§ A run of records
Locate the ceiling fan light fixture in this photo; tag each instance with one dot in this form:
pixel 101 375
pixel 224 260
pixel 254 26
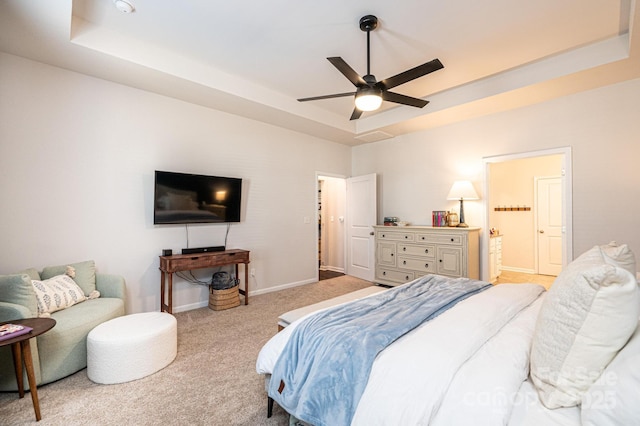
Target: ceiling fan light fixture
pixel 368 99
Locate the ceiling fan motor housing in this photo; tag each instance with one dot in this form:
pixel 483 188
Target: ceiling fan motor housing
pixel 368 23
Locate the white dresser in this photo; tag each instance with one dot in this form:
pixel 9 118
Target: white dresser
pixel 495 257
pixel 404 253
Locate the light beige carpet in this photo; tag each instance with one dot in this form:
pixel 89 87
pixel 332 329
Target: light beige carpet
pixel 212 381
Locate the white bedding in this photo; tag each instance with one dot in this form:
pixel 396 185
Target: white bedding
pixel 464 367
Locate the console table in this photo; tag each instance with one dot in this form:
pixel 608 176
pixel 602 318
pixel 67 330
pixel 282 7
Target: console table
pixel 187 262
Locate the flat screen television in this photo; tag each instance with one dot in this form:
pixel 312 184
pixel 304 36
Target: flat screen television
pixel 188 198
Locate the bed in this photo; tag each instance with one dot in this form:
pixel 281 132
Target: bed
pixel 507 354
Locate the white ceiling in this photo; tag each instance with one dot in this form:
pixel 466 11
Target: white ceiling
pixel 255 58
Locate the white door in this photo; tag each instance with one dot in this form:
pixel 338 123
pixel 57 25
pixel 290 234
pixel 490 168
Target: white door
pixel 549 219
pixel 361 216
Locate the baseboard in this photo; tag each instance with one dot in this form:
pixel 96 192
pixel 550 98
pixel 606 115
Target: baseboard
pixel 520 270
pixel 332 269
pixel 282 287
pixel 252 293
pixel 191 306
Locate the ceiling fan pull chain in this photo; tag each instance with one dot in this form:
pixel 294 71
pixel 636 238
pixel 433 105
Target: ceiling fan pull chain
pixel 368 53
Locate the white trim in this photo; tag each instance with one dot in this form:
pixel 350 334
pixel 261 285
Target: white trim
pixel 283 287
pixel 332 269
pixel 520 270
pixel 567 201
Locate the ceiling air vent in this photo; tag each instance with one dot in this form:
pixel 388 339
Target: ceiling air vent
pixel 374 136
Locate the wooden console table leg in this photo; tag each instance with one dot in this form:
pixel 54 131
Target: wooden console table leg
pixel 246 283
pixel 162 278
pixel 17 364
pixel 28 363
pixel 170 305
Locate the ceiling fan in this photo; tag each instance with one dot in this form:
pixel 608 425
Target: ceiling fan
pixel 370 93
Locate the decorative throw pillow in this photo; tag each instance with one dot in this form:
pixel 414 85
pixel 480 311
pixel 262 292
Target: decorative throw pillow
pixel 85 274
pixel 587 316
pixel 17 289
pixel 56 293
pixel 613 399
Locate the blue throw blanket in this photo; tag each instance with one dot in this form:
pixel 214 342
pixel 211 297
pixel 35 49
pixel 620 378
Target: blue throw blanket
pixel 324 367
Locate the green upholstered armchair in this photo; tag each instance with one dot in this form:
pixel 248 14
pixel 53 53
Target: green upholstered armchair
pixel 62 350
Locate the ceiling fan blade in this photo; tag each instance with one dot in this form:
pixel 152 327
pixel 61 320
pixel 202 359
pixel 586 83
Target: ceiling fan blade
pixel 337 95
pixel 347 71
pixel 403 99
pixel 412 74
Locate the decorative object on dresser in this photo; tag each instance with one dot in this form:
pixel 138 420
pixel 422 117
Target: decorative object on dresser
pixel 462 190
pixel 406 253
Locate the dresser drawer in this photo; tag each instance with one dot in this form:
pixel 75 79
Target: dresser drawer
pixel 395 236
pixel 423 265
pixel 398 276
pixel 440 238
pixel 427 251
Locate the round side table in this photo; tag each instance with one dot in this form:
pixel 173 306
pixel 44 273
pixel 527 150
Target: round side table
pixel 21 351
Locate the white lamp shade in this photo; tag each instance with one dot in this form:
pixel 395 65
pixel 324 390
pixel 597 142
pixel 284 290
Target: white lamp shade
pixel 462 189
pixel 368 99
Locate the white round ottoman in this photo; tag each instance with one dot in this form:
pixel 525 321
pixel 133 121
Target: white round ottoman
pixel 131 347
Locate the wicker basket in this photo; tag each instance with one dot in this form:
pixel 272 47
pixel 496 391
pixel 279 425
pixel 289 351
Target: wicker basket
pixel 220 300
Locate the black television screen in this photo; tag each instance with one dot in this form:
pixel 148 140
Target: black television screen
pixel 189 198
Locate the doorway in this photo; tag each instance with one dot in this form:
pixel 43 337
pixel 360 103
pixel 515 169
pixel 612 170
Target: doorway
pixel 331 234
pixel 548 218
pixel 510 208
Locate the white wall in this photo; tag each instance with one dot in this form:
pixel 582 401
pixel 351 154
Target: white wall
pixel 601 126
pixel 77 156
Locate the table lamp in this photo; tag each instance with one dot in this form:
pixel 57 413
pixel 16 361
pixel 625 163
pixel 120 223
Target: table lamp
pixel 462 190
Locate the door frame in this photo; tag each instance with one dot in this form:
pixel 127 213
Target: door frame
pixel 567 201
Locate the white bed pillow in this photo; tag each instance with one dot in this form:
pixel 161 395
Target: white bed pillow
pixel 613 399
pixel 619 255
pixel 589 313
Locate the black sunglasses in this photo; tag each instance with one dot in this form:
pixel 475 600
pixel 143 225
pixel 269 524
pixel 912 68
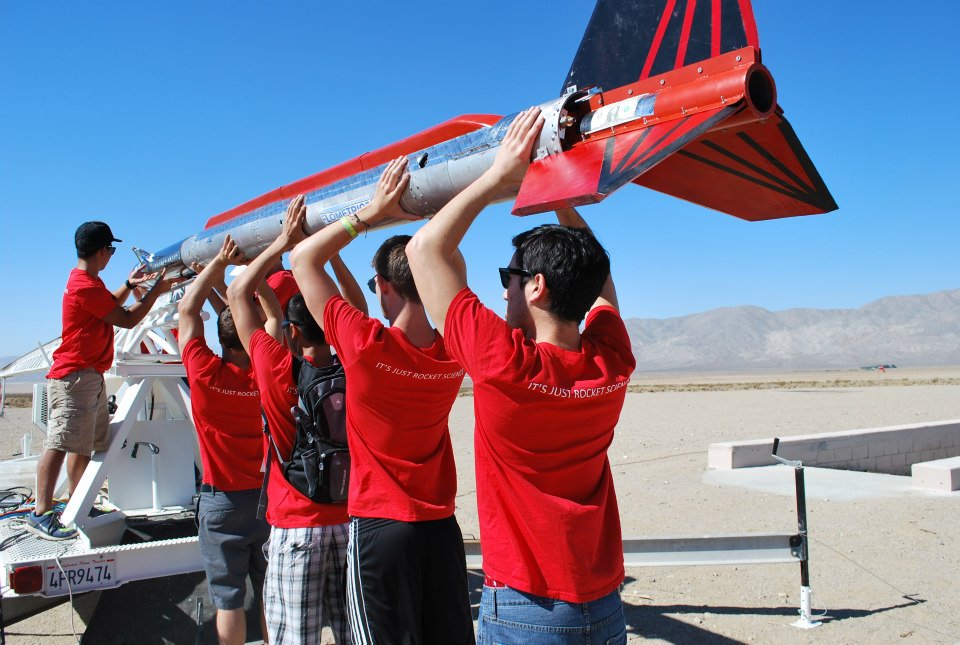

§ Exercise description
Print the listing above line for line, without changing anything. Leave out the pictures.

§ Answer to this task
Locate the ceiling fan light fixture in this photo; tag each instance with one dot in this form:
pixel 101 375
pixel 224 260
pixel 254 26
Target: ceiling fan light fixture
pixel 368 99
Locate the ceiling fan motor housing in this photo; tag each instance with one dot in this form:
pixel 483 188
Target: ceiling fan motor housing
pixel 368 23
Locate the white dresser in this photo; tag each instance with one dot in this form:
pixel 9 118
Target: white dresser
pixel 495 257
pixel 404 253
Locate the light beige carpet in this photo; tag each instance with one dot in this form:
pixel 89 87
pixel 332 329
Target: light beige carpet
pixel 212 381
Locate the white bedding in this photo; tag each instance with one dot in this form:
pixel 396 185
Target: white bedding
pixel 464 367
Locate the console table in this photo; tag each instance with one dot in this form:
pixel 608 176
pixel 602 318
pixel 67 330
pixel 282 7
Target: console table
pixel 187 262
Locate the flat screen television in this photo; tag each instance with one dot in this form:
pixel 312 184
pixel 304 36
Target: flat screen television
pixel 188 198
Locate the bed in this photo; tag each instance with one dot in this form:
pixel 281 132
Target: bed
pixel 507 354
Locate the white ceiling in this photo; tag each instance with one dot in this form:
pixel 466 11
Target: white ceiling
pixel 255 58
Locate the white door in this photo; tag each instance with one dot in this form:
pixel 338 123
pixel 57 25
pixel 290 234
pixel 490 168
Target: white door
pixel 549 219
pixel 361 216
Locate the baseboard in this photo; tag each instance with one dot in this form:
pixel 96 192
pixel 550 98
pixel 606 115
Target: baseboard
pixel 520 270
pixel 332 269
pixel 282 287
pixel 252 293
pixel 191 306
Locate the ceiling fan pull chain in this photo; tag each instance with one dot in this form:
pixel 294 71
pixel 636 238
pixel 433 105
Target: ceiling fan pull chain
pixel 368 53
Locate the white trim in this photo; tag each instance with one dot in this form:
pixel 350 334
pixel 261 285
Target: white trim
pixel 283 287
pixel 332 269
pixel 520 270
pixel 567 201
Locate the ceiling air vent in this photo; tag each instance with one dot in this form:
pixel 388 339
Target: ceiling air vent
pixel 374 136
Locate the wooden console table leg in this photo; tag each instance with one dot in this form:
pixel 54 131
Target: wooden console table leg
pixel 246 283
pixel 162 278
pixel 17 364
pixel 28 363
pixel 170 305
Locate the ceiling fan in this photo; tag each instance with one dot in this form:
pixel 608 425
Target: ceiling fan
pixel 370 93
Locate the decorative throw pillow in this photo; tag each instance with one dot in this form:
pixel 414 85
pixel 480 311
pixel 262 292
Target: decorative throw pillow
pixel 85 274
pixel 587 316
pixel 17 289
pixel 56 293
pixel 613 399
Locate the blue throw blanket in this photo; tag each instance with one dot in this form:
pixel 214 342
pixel 211 297
pixel 35 49
pixel 620 378
Target: blue throw blanket
pixel 324 367
Locate the green upholstered armchair in this photo; tag each instance with one dot in this form:
pixel 248 14
pixel 53 53
Target: green upholstered armchair
pixel 62 350
Locate the ceiling fan blade in this photo; tag each instance with one dot in this form:
pixel 152 327
pixel 61 320
pixel 202 359
pixel 586 83
Target: ceiling fan blade
pixel 337 95
pixel 347 71
pixel 403 99
pixel 412 74
Locate the decorative object on dresser in this photo; tag each instance with one dot in this form:
pixel 138 420
pixel 422 117
Target: decorative object on dresser
pixel 462 190
pixel 406 253
Locate the dresser drawer in this photo; tag each instance with one dot in this form:
pixel 75 79
Target: dresser drawer
pixel 395 236
pixel 423 265
pixel 398 276
pixel 440 238
pixel 427 251
Locate the round side table in this photo; tag each instance with one dot in this form:
pixel 173 306
pixel 44 273
pixel 527 150
Target: round side table
pixel 21 351
Locate the white lamp shade in this photo; tag each instance with one dot in this form:
pixel 395 65
pixel 324 390
pixel 597 142
pixel 284 290
Target: white lamp shade
pixel 462 189
pixel 368 99
Locate the white round ottoman in this photo; tag each instance with one dot in this form:
pixel 525 321
pixel 133 121
Target: white round ottoman
pixel 131 347
Locate the wicker basket in this photo; tag each instance with one dot in this form:
pixel 272 47
pixel 496 391
pixel 279 425
pixel 289 351
Target: wicker basket
pixel 220 300
Locate the black television screen in this photo; tag each instance with one dot in this form:
pixel 148 140
Target: black television screen
pixel 189 198
Locate the doorway in this photo; tag each instance with one dot in this form:
pixel 43 337
pixel 360 103
pixel 515 169
pixel 612 170
Target: doorway
pixel 331 234
pixel 548 218
pixel 510 208
Locate the white wall in this photo; tag each instance with one dot in this form:
pixel 582 401
pixel 351 154
Target: white wall
pixel 601 126
pixel 77 156
Locate the table lamp in this photo; tag each instance with one dot in this form:
pixel 57 413
pixel 16 361
pixel 625 163
pixel 120 223
Target: table lamp
pixel 462 190
Locate the door frame in this photo; tag each instance with one dot in this form:
pixel 127 213
Target: door frame
pixel 567 201
Locate the white bed pillow in this photo; tag each instance with one dot in this form:
pixel 161 395
Target: white bed pillow
pixel 613 399
pixel 619 255
pixel 589 313
Locate the black sunglasses in this photo; tag each instance with one dot in this form:
pixel 475 600
pixel 143 225
pixel 269 524
pixel 912 68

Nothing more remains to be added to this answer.